*Entries shown*
□ □ □ □ □
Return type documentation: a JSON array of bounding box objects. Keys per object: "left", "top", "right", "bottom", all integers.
□ □ □ □ □
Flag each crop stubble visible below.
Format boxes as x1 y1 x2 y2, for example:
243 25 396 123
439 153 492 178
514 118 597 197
□ □ □ □ □
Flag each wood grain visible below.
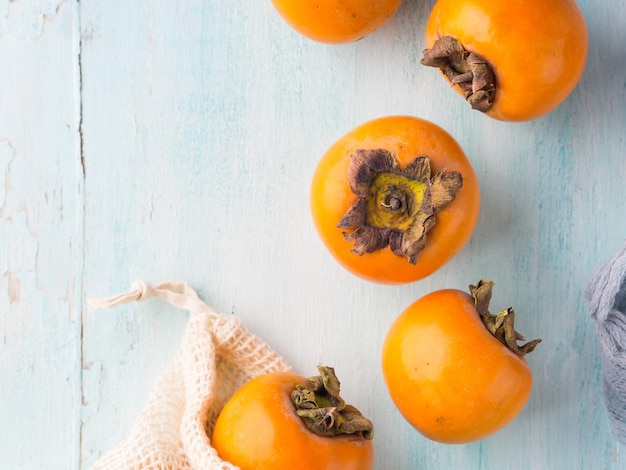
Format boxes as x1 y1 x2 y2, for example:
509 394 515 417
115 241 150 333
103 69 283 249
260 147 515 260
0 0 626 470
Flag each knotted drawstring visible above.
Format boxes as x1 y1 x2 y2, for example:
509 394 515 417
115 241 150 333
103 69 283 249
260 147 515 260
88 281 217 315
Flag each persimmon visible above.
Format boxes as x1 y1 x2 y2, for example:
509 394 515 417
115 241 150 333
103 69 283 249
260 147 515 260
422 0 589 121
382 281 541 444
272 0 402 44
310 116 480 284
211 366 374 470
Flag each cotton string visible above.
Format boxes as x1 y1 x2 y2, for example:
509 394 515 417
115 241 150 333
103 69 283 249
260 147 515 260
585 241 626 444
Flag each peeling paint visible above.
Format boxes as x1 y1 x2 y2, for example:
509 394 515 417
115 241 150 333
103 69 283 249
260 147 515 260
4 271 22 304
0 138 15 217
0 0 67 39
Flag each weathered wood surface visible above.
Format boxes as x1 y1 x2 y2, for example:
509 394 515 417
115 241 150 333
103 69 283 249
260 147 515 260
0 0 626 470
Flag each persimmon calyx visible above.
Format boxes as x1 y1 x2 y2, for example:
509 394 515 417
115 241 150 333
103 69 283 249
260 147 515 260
□ □ □ □ □
*Instruction*
Rewrite the lines from the one containing "Flag each knotted drawstring visible above." up to and including the one containing "585 241 626 444" as a numbered list, leaving out any blank lines.

*Complete output*
1. Flag each knotted drawstring visible above.
2. Format boxes as x1 y1 x2 y2, for example:
3. 509 394 515 417
4. 115 241 150 333
5. 103 69 283 249
6. 260 147 515 260
7. 88 281 217 315
8. Flag each persimmon visible above.
9. Format boxes as x1 y1 x2 y2, for example:
10. 509 394 515 417
11. 115 241 150 333
12. 103 69 283 249
13. 260 147 515 260
14. 422 0 589 121
15. 382 281 541 444
16. 272 0 402 44
17. 310 116 480 284
18. 211 366 374 470
19. Flag each cotton string visible above.
20. Format boxes as x1 y1 x2 y2, for example:
21. 509 394 515 417
22. 115 241 150 333
23. 103 69 283 249
24. 260 147 515 260
25. 585 241 626 444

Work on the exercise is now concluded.